> **Task brief**
Output every record word for word, minus the pictures.

> **Data listing**
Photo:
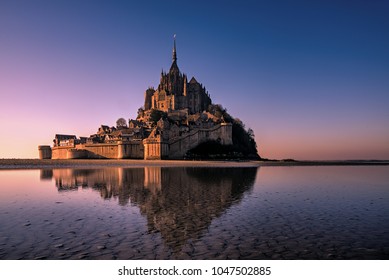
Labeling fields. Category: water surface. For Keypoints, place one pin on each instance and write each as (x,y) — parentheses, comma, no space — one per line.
(312,212)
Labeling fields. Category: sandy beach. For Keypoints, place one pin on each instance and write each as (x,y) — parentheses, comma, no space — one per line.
(99,163)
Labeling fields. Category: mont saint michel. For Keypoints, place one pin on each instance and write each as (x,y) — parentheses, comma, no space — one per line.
(177,121)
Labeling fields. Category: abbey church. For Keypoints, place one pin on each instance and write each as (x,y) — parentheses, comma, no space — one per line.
(178,121)
(176,93)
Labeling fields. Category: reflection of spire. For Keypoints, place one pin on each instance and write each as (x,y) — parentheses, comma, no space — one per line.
(152,178)
(174,50)
(179,203)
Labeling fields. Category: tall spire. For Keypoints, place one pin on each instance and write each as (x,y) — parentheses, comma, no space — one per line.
(174,50)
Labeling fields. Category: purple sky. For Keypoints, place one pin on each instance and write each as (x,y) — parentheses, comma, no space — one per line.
(311,79)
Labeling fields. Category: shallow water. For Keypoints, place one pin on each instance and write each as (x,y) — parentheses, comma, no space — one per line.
(313,212)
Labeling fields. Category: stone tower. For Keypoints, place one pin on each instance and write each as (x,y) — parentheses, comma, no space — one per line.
(174,92)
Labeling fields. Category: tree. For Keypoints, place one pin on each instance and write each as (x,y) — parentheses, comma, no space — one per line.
(121,123)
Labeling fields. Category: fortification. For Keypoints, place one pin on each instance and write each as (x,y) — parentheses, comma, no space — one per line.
(176,117)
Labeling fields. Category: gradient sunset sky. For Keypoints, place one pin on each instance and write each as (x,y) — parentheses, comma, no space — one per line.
(311,78)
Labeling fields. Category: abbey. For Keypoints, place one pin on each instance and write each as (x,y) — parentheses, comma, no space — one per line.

> **Exercise result**
Photo:
Labeling fields. Category: water surface. For Keypoints, place one pin on each instance and write each as (x,y) — parentheses, comma, no space — one per line.
(312,212)
Labeling fields. Category: sandy beach. For Keypoints, place one pin on each instance and write each as (x,y) — parentheses, comma, no space — one per line.
(99,163)
Labeling fields. Category: mont saint michel. For Keypoints, place one pin on each instance and write each as (x,y) — parentheses, comma, no space — one per line.
(177,121)
Labeling fields. Category: abbey church. For Keypoints, place one pin on each instance and write each as (x,y) — parentheses, comma, no space — one per line.
(178,121)
(176,93)
Labeling fields. Category: reflection of spire. For Keypoints, place one pin on each instance and write each as (x,y) — parentheses, comma, no space — one per line.
(152,178)
(174,50)
(179,203)
Labeling fields. Category: tall spire. For Keypoints, place one pin on each instance and write each as (x,y) — parentheses, comma, no space — one per line.
(174,50)
Labeling fields. Category: purple sky. For Keypoints, place one pin on each instance and write each as (x,y) — parentheses, comma, no space — one per line.
(311,79)
Labeling fields. Category: shallow water. For Keypoints, place one pin on each instance and write each as (x,y) — parentheses, comma, no space — one per line.
(313,212)
Labeling fields. Category: stone tower. For Keypoints, place one pin on each instance and write each as (x,y) — parentheses, comma, no space — one per line.
(174,92)
Labeling fields. Category: tree. For Keypoints, place one pin on each instance and write each as (x,y) — parentheses, comma, no space — one per line.
(121,123)
Labeling fields. Category: fortification. For Keypoints, place one pin on each instance and write each as (x,y) — parentheses, comma, no space — one per line.
(176,117)
Labeling fields. Category: gradient sunset sky. For Keypoints, place one pin on each instance and write each as (x,y) — parentheses, comma, no space — one per line.
(311,78)
Labeling fields. Category: abbey. For Keypoints, place one pin on each instance and write each as (x,y) — parentheses, comma, no space — one per line.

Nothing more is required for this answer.